Position identification data:
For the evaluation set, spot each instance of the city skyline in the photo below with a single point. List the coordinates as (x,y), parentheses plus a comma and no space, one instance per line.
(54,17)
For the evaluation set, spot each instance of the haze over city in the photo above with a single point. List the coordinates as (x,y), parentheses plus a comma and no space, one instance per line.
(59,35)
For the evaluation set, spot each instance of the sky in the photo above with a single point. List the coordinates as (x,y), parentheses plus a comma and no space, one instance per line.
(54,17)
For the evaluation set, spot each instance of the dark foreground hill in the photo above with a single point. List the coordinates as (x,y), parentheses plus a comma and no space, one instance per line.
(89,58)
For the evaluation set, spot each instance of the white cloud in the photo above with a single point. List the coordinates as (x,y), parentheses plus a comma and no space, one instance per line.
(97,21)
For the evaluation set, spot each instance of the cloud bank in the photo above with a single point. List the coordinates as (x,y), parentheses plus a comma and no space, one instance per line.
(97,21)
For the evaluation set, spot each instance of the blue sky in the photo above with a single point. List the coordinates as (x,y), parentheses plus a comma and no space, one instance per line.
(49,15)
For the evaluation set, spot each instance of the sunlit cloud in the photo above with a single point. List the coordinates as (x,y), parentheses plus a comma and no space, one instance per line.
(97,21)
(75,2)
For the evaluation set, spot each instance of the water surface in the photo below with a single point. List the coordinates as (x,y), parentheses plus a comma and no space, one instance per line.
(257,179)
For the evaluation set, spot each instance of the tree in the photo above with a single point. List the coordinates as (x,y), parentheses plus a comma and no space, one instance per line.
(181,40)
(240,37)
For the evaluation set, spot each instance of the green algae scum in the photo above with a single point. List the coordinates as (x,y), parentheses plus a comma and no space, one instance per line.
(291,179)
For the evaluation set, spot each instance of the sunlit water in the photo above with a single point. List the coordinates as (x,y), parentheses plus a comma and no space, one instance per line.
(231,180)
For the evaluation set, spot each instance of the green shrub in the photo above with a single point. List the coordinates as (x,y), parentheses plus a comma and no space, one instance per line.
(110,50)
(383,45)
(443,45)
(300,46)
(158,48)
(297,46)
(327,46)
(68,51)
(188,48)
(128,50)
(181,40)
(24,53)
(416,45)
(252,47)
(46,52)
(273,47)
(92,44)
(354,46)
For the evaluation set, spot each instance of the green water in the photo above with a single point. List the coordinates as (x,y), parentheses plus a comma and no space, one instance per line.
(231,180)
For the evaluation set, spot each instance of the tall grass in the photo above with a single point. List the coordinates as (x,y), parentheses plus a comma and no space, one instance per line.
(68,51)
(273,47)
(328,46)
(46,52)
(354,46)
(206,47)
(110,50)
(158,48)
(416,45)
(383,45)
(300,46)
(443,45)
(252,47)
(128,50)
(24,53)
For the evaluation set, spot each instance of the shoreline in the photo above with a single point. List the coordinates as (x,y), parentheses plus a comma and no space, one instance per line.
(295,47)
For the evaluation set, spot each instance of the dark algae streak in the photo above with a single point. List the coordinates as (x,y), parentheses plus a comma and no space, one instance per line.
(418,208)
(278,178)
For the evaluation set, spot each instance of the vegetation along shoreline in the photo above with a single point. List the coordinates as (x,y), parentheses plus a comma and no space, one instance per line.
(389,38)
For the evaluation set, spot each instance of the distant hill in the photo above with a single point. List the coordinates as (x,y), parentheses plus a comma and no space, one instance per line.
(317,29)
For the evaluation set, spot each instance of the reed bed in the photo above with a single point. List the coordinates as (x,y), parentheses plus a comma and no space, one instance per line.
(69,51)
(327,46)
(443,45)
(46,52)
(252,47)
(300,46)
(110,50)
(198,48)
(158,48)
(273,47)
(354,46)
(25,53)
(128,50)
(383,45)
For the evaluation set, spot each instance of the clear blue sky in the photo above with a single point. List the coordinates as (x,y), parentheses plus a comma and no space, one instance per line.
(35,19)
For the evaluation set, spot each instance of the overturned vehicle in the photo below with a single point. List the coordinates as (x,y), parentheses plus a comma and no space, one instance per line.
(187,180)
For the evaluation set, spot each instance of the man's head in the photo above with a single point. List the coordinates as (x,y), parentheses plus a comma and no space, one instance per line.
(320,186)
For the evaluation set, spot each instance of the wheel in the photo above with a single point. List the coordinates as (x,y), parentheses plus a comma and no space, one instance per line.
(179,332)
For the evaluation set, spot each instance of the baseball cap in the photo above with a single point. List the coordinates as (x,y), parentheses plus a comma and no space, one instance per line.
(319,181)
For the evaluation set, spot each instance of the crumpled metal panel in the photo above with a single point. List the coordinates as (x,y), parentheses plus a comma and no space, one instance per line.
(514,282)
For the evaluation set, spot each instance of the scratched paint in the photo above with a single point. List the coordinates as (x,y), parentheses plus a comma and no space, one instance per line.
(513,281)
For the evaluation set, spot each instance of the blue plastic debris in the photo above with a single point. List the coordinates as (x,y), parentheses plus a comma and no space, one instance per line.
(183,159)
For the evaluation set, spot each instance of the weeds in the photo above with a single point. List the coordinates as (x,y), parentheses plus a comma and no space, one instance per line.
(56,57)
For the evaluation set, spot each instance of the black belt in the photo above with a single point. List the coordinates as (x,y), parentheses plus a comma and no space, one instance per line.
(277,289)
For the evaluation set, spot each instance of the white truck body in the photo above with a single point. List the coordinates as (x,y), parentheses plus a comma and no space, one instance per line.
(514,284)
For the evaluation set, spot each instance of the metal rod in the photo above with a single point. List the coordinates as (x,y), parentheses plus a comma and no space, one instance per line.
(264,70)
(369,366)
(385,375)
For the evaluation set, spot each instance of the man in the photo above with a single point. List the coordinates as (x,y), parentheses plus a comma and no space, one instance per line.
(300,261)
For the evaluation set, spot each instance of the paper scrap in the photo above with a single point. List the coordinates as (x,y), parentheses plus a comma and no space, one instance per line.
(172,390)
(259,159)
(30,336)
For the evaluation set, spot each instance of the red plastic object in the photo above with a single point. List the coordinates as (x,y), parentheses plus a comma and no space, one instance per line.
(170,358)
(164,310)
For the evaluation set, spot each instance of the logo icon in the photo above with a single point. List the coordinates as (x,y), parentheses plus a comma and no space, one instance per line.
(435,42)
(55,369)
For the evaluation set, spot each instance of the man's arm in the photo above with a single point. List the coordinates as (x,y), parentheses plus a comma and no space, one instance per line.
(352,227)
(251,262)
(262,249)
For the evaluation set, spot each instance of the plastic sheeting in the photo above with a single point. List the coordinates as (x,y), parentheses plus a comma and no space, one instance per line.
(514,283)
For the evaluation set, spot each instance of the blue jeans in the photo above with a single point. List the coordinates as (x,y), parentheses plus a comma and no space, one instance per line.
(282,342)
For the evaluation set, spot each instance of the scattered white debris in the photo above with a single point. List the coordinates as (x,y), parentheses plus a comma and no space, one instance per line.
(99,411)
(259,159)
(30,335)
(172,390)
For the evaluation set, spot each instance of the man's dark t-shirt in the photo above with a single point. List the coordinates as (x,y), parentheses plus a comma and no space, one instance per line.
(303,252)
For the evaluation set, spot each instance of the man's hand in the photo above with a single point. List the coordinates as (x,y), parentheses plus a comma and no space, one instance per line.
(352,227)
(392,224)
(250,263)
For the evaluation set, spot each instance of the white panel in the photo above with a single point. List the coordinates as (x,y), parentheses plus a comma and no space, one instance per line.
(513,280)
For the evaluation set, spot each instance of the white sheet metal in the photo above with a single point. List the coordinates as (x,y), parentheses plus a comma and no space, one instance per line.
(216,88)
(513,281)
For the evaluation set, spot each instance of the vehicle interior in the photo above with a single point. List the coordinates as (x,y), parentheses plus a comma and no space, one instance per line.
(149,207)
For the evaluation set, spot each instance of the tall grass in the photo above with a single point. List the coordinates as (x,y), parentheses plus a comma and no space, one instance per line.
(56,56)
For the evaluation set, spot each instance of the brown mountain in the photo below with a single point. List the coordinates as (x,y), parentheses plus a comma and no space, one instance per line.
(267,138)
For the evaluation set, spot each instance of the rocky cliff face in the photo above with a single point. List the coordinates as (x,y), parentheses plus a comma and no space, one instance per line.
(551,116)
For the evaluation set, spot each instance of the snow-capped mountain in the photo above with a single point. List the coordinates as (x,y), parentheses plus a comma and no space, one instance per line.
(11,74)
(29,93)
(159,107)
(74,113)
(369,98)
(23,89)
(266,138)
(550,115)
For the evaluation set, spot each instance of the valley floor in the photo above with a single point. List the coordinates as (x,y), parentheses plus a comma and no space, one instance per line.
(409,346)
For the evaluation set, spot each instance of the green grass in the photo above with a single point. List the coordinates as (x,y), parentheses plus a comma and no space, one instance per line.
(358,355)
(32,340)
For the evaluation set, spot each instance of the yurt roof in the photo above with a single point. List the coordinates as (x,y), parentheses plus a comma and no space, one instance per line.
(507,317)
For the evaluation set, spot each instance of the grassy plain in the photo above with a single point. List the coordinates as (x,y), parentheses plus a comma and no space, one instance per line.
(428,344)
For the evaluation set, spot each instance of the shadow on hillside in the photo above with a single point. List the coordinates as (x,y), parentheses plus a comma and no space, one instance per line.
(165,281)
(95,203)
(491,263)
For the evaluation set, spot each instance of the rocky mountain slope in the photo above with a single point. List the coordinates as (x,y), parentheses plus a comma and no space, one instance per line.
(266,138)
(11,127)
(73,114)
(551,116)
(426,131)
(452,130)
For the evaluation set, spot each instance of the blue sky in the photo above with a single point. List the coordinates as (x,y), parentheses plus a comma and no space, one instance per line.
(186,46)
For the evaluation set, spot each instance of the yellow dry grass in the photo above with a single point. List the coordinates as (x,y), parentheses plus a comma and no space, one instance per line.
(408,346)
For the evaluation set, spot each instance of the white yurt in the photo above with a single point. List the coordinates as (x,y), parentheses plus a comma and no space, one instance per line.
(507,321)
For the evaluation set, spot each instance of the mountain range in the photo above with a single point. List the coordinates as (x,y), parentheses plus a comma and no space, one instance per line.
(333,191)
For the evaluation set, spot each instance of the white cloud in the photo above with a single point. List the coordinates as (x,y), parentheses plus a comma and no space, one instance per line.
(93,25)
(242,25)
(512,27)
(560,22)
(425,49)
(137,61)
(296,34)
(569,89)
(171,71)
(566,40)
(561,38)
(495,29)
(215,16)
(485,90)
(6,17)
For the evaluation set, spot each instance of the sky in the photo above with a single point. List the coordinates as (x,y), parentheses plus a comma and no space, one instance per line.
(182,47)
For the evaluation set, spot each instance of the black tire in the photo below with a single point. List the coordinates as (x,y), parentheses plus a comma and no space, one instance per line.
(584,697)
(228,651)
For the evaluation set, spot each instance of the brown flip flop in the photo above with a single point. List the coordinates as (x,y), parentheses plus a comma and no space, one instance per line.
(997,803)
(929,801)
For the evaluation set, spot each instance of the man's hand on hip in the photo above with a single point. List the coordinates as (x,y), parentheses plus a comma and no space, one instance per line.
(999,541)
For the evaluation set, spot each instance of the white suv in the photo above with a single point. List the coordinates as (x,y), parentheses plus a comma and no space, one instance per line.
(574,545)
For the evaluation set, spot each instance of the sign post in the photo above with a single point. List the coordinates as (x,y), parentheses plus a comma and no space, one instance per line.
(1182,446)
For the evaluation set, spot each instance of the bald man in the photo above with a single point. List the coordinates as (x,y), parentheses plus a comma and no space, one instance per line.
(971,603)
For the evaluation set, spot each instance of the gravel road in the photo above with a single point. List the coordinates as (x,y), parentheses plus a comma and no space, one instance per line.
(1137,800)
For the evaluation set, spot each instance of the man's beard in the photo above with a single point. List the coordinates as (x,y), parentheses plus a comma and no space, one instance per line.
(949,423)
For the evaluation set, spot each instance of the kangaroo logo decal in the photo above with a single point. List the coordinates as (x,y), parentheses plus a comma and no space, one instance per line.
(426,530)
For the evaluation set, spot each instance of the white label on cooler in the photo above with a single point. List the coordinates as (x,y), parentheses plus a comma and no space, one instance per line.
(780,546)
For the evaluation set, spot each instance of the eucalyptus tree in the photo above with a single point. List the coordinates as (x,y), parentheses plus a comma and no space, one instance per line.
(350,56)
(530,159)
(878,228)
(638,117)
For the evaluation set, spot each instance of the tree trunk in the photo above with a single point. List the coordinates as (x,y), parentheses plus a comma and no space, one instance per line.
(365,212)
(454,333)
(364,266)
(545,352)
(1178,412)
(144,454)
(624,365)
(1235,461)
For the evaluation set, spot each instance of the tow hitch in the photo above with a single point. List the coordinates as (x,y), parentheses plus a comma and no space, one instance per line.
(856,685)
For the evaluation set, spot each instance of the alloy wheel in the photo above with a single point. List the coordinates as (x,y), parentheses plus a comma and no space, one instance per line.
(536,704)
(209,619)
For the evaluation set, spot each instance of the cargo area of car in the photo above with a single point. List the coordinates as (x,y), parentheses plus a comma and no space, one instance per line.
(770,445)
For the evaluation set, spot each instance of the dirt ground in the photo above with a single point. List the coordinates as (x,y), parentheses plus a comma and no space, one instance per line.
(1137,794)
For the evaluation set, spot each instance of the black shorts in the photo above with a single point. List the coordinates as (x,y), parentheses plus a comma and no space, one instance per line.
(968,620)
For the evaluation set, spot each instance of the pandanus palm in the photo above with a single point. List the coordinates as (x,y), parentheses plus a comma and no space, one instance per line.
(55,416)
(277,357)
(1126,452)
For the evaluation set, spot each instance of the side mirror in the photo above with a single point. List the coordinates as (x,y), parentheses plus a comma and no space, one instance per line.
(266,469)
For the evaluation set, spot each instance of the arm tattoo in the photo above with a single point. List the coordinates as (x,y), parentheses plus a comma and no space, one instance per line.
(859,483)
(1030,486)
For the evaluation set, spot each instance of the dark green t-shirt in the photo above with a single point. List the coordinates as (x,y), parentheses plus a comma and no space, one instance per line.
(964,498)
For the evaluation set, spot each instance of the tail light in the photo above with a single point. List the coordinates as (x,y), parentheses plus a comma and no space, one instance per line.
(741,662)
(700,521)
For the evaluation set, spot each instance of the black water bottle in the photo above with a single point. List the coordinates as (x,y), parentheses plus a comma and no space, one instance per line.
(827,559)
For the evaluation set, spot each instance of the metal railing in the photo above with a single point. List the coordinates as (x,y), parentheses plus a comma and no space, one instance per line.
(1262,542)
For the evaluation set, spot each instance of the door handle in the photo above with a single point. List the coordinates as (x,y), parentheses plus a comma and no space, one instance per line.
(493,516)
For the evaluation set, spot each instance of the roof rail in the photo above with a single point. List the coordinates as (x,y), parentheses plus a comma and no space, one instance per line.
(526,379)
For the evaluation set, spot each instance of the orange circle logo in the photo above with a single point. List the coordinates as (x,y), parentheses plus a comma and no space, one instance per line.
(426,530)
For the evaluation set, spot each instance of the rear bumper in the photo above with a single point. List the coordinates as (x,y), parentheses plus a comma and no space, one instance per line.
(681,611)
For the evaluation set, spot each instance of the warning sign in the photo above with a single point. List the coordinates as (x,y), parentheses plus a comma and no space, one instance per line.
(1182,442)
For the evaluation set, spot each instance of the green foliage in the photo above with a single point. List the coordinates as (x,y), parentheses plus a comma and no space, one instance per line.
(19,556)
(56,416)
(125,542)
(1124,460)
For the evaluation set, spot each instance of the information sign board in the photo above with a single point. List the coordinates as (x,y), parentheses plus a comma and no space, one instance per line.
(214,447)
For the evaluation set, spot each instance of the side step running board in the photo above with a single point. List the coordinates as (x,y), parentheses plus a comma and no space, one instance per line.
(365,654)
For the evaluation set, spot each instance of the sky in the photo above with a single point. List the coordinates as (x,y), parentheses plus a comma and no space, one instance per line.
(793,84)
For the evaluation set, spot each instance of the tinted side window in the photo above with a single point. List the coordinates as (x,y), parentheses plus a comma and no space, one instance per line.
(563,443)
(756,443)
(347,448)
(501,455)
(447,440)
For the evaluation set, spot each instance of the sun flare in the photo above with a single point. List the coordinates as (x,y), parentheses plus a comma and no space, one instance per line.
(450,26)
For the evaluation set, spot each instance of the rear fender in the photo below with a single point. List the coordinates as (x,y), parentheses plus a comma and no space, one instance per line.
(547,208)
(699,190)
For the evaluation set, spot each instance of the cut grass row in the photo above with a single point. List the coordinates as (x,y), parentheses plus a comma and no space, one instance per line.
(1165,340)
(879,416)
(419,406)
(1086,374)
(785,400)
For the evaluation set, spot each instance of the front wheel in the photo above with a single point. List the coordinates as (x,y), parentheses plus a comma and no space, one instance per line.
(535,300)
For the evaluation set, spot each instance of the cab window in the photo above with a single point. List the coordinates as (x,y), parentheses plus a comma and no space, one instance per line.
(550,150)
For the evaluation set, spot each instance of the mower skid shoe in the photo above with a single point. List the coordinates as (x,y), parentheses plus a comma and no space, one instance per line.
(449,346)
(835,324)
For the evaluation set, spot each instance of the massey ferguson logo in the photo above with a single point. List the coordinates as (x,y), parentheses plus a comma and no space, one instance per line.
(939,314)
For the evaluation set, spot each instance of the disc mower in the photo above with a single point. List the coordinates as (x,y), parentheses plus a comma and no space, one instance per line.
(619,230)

[WRITTEN REQUEST]: Reproduce the data above word for word, from the line containing "For the evaluation set, spot each instance of the mower" through the last line of the data.

[TASK OUTPUT]:
For the evaluation set, spot each instance of the mower skid shoe in the photo above with a single point. List the coordinates as (x,y), parentheses plus a comma and no space, one instance per line.
(449,346)
(835,324)
For the evaluation set, spot each instance of the massey ferguson logo in the photo above with a single point. List the coordinates as (x,y), parentheses plus a comma and no space, one instance per line.
(939,314)
For the evaluation set, spot each instance of the disc mower in the photo above with a single point. List the coordinates as (x,y), parentheses plus a comma and no space, one instance per line.
(619,230)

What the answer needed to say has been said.